**GIVEN DATA**.
╔══

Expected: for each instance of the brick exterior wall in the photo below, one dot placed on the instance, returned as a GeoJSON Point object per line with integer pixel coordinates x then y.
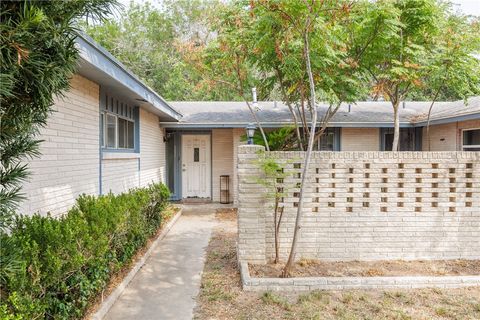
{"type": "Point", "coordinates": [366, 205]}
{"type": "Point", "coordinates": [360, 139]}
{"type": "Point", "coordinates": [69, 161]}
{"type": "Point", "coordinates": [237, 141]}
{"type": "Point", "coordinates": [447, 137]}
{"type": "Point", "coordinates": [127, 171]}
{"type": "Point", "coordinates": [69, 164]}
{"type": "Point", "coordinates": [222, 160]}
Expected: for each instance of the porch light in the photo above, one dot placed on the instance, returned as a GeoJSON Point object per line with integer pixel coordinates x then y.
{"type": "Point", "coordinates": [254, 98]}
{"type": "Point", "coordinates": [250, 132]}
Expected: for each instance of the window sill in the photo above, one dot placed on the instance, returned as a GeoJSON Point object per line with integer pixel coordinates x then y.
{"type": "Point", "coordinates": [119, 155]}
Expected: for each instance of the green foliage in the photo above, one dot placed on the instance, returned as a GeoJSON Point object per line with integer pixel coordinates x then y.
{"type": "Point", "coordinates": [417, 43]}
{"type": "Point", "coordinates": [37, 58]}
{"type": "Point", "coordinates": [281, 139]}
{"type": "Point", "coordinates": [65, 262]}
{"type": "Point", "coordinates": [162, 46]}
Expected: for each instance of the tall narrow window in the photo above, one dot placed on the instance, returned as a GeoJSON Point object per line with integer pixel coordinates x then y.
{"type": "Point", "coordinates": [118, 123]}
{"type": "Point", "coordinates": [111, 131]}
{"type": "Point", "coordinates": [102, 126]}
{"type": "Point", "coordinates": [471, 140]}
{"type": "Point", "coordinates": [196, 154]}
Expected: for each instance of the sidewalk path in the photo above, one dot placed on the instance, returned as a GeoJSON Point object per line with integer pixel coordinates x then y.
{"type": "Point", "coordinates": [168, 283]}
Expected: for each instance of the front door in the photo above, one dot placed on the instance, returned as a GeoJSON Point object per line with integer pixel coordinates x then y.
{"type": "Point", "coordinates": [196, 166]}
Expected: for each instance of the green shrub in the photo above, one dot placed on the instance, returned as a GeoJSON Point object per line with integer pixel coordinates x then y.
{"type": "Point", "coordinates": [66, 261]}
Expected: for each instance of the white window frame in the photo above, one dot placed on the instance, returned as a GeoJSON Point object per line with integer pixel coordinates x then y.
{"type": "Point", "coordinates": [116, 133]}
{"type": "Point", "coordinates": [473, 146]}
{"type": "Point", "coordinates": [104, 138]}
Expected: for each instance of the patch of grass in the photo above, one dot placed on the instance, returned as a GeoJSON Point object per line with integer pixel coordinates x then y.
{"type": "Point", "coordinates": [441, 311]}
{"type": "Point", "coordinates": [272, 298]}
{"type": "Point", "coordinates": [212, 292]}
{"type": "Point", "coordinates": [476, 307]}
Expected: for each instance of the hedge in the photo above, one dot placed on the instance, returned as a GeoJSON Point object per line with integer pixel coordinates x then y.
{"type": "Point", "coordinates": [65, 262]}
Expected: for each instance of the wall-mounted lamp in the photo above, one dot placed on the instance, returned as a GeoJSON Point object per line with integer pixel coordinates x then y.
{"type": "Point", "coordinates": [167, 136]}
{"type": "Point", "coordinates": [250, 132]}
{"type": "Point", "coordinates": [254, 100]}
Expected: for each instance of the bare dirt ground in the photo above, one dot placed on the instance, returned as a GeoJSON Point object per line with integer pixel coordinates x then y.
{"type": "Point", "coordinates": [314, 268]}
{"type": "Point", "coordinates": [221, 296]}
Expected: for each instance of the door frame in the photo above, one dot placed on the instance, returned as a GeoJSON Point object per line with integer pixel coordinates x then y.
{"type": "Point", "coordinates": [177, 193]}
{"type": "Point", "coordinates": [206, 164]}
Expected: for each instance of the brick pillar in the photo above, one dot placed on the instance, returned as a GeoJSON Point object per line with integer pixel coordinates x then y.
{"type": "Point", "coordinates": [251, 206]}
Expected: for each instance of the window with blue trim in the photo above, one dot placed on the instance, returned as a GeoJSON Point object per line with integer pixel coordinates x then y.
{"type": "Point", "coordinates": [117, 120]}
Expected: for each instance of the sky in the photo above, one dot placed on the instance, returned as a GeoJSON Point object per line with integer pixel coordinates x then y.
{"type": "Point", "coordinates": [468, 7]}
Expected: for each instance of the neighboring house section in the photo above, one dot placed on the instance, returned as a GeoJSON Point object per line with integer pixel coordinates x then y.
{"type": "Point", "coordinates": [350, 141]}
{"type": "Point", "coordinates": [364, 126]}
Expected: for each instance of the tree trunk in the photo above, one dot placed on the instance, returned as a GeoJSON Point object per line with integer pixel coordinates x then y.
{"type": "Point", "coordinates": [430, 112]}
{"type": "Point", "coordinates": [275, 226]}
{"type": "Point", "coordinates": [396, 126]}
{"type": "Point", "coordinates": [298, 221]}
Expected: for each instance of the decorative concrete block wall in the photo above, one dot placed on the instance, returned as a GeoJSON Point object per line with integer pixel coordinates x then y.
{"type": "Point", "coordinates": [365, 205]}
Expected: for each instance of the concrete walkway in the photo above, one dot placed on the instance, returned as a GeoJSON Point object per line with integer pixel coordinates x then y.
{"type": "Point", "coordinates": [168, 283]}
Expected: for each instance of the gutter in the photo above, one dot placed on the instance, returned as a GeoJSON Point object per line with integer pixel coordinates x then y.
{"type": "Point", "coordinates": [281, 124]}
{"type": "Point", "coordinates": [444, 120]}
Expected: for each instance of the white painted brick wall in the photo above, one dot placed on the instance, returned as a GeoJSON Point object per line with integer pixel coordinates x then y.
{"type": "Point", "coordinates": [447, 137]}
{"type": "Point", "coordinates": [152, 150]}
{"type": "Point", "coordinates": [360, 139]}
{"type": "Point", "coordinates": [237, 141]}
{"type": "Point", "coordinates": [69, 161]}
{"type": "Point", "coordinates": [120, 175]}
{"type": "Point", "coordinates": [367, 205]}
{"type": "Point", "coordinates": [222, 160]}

╚══

**TASK DIRECTIONS**. Reproduce the entries exactly. Do not carry over any picture.

**FINAL RESULT**.
Expected: for each instance of the brick exterior wall in the photo below, one dot placed on the instance, returned as a GeoJSON Point object per line with integer pixel coordinates x then y.
{"type": "Point", "coordinates": [366, 205]}
{"type": "Point", "coordinates": [360, 139]}
{"type": "Point", "coordinates": [69, 161]}
{"type": "Point", "coordinates": [237, 141]}
{"type": "Point", "coordinates": [447, 137]}
{"type": "Point", "coordinates": [127, 171]}
{"type": "Point", "coordinates": [69, 164]}
{"type": "Point", "coordinates": [222, 160]}
Expected: for each instance of the porch light in the photo above, one dot placed on the instance, returned as a GeoJSON Point object per line with integer pixel coordinates x then y.
{"type": "Point", "coordinates": [254, 98]}
{"type": "Point", "coordinates": [250, 132]}
Expected: for each instance of the window sill in the photo above, one dot placed on the instance, returned as a GeoJSON Point object per line with integer pixel coordinates x then y.
{"type": "Point", "coordinates": [119, 155]}
Expected: for each instance of the green foliage in the photo above, one dot placed on the instance, returned as a GeoJSON Point object per line with integer pixel coordinates x then y.
{"type": "Point", "coordinates": [417, 43]}
{"type": "Point", "coordinates": [37, 58]}
{"type": "Point", "coordinates": [281, 139]}
{"type": "Point", "coordinates": [65, 262]}
{"type": "Point", "coordinates": [162, 46]}
Expected: for each instance of the tall narrow window in the photo above, one dot placed on the instance, returned as a GeoJSON Point object per line with integer pixel coordinates x then y.
{"type": "Point", "coordinates": [118, 123]}
{"type": "Point", "coordinates": [111, 131]}
{"type": "Point", "coordinates": [102, 126]}
{"type": "Point", "coordinates": [471, 140]}
{"type": "Point", "coordinates": [196, 154]}
Expected: for each instance of the sidewalk path in the photo above, one dot placed on the instance, returned as a GeoJSON Point object per line with integer pixel coordinates x then y.
{"type": "Point", "coordinates": [168, 283]}
Expected: for each instance of the front door in the photo above, one dot placed on the instance, returned as a GeoJSON Point object per line with integer pixel coordinates x then y.
{"type": "Point", "coordinates": [196, 166]}
Expected: for each instance of the green shrub in the photo above, one dot placed on the instance, returned as a GeoJSON Point object per line with integer pixel coordinates x then y.
{"type": "Point", "coordinates": [66, 261]}
Expected: for each instance of the white window frame in the photo above, one dot placed on the instance, returned as a GeoJSON Point object per line with integer pixel coordinates x then y.
{"type": "Point", "coordinates": [116, 133]}
{"type": "Point", "coordinates": [473, 146]}
{"type": "Point", "coordinates": [104, 138]}
Expected: for each instance of the patch of grass in the photo above, one dot placed on the instance, returned as a GeoJSON Point object per line with integer pixel coordinates x then y.
{"type": "Point", "coordinates": [441, 311]}
{"type": "Point", "coordinates": [272, 298]}
{"type": "Point", "coordinates": [212, 292]}
{"type": "Point", "coordinates": [476, 307]}
Expected: for each instance of the hedge in the photo above, one dot placed on the instance, returned as a GeoJSON Point object per line with integer pixel coordinates x then y.
{"type": "Point", "coordinates": [65, 262]}
Expected: for each instance of the wall-mounted lamp in the photo above, one dot placed on the instance, returned as a GeoJSON Point object per line with integer pixel coordinates x then y.
{"type": "Point", "coordinates": [167, 136]}
{"type": "Point", "coordinates": [250, 132]}
{"type": "Point", "coordinates": [254, 100]}
Expected: for each instance of the bare dirt ground in the photo above, one dot placed on the instance, returned as a GeoJSON Point object per line with integer pixel coordinates x then y.
{"type": "Point", "coordinates": [314, 268]}
{"type": "Point", "coordinates": [221, 296]}
Expected: for each instance of the door frame in the photo above, one dot placed on the instance, returned as a GeoJSON Point object per line with integer pixel coordinates x then y.
{"type": "Point", "coordinates": [177, 193]}
{"type": "Point", "coordinates": [206, 164]}
Expected: for each instance of the brick pillar in the photo above, one dot placed on the instance, returned as a GeoJSON Point object per line with integer pixel coordinates x then y.
{"type": "Point", "coordinates": [251, 206]}
Expected: for each instance of the window with blue trim in the photo above, one dot placed on the instance, returned as a GeoJSON Point object per line with integer pixel coordinates x then y.
{"type": "Point", "coordinates": [117, 120]}
Expected: for each instance of the sky in the photo above, one dot placed on the instance, returned as a GeoJSON Point object per line with integer pixel coordinates x then y.
{"type": "Point", "coordinates": [468, 7]}
Expected: for each instance of the neighboring house section in the photo above, one dot placed on the instance, returned as a GeoJSON Point object per line with integer pixel coordinates x then y.
{"type": "Point", "coordinates": [350, 141]}
{"type": "Point", "coordinates": [364, 126]}
Expected: for each instance of the tree trunk in the photo above, one dot placed on the instance, returned as a GeoJSON Point object per line with integer pixel coordinates x then y.
{"type": "Point", "coordinates": [430, 112]}
{"type": "Point", "coordinates": [275, 226]}
{"type": "Point", "coordinates": [396, 126]}
{"type": "Point", "coordinates": [298, 221]}
Expected: for each instance of the decorative concrete block wall in the photo above, one dot placed on the instance, returned as a GeoJSON Point object per line with integer pixel coordinates x then y.
{"type": "Point", "coordinates": [365, 205]}
Expected: for each instance of the concrete walkway in the photo above, one dot placed on the instance, returned as a GeoJSON Point object per line with integer pixel coordinates x then y.
{"type": "Point", "coordinates": [168, 283]}
Expected: for each instance of the gutter in the photo above, one dot placed on the instance, returned as a GeoJSON Point object per line with integer pixel coordinates x then y.
{"type": "Point", "coordinates": [281, 124]}
{"type": "Point", "coordinates": [444, 120]}
Expected: for each instance of the white painted brick wall in the photo above, one dot placed on the instance, returned as a GeoJSON Point object per line with integer pixel coordinates x then y.
{"type": "Point", "coordinates": [447, 137]}
{"type": "Point", "coordinates": [152, 150]}
{"type": "Point", "coordinates": [360, 139]}
{"type": "Point", "coordinates": [237, 141]}
{"type": "Point", "coordinates": [69, 161]}
{"type": "Point", "coordinates": [120, 175]}
{"type": "Point", "coordinates": [367, 205]}
{"type": "Point", "coordinates": [222, 160]}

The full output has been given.